-- Available data follows --

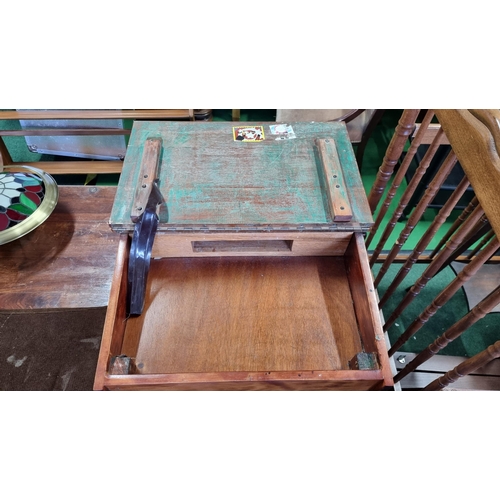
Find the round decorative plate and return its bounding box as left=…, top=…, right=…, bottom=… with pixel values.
left=0, top=166, right=58, bottom=245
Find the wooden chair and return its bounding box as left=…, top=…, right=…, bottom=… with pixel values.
left=366, top=109, right=500, bottom=390
left=397, top=119, right=475, bottom=220
left=0, top=109, right=211, bottom=175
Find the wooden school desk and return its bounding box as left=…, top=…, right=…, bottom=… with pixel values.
left=94, top=121, right=392, bottom=390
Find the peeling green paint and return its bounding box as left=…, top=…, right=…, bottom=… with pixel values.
left=111, top=121, right=372, bottom=230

-- Available data concluded --

- **Task directions**
Exactly as written, copy the entries above without their pictures.

- **Completed task**
Find the round decorative plate and return its bounding box as left=…, top=…, right=…, bottom=… with pixel values.
left=0, top=166, right=58, bottom=245
Find the wooden chair and return its bounding box as left=…, top=…, right=…, bottom=… with pixel values.
left=366, top=109, right=500, bottom=390
left=397, top=119, right=475, bottom=220
left=0, top=109, right=211, bottom=175
Find the wooden school desk and return its bounding box as left=…, top=…, right=…, bottom=… with pixel values.
left=94, top=121, right=392, bottom=390
Find the peeling green paint and return its bounding box as left=…, top=…, right=…, bottom=… with pixel values.
left=111, top=121, right=372, bottom=230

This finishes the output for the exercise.